For the material that follows, state the number of lines where "Every" occurs, and add nothing.

━━━ THE DATA ━━━

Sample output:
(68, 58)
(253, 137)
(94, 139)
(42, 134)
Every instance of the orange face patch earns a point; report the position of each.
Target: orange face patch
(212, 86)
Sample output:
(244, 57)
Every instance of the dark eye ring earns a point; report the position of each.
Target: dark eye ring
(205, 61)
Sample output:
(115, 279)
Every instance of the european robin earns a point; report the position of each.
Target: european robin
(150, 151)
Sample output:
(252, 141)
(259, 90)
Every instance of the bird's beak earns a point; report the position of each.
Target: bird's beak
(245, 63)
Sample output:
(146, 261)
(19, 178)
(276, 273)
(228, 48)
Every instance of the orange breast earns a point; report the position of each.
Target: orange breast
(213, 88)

━━━
━━━ THE DATA ━━━

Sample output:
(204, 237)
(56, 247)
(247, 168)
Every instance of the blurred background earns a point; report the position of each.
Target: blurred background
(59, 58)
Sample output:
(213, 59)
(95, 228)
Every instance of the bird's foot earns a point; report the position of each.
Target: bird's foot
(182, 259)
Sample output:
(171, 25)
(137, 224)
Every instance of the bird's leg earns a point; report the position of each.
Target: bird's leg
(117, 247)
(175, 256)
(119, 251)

━━━

* [OUTPUT OF THE TASK]:
8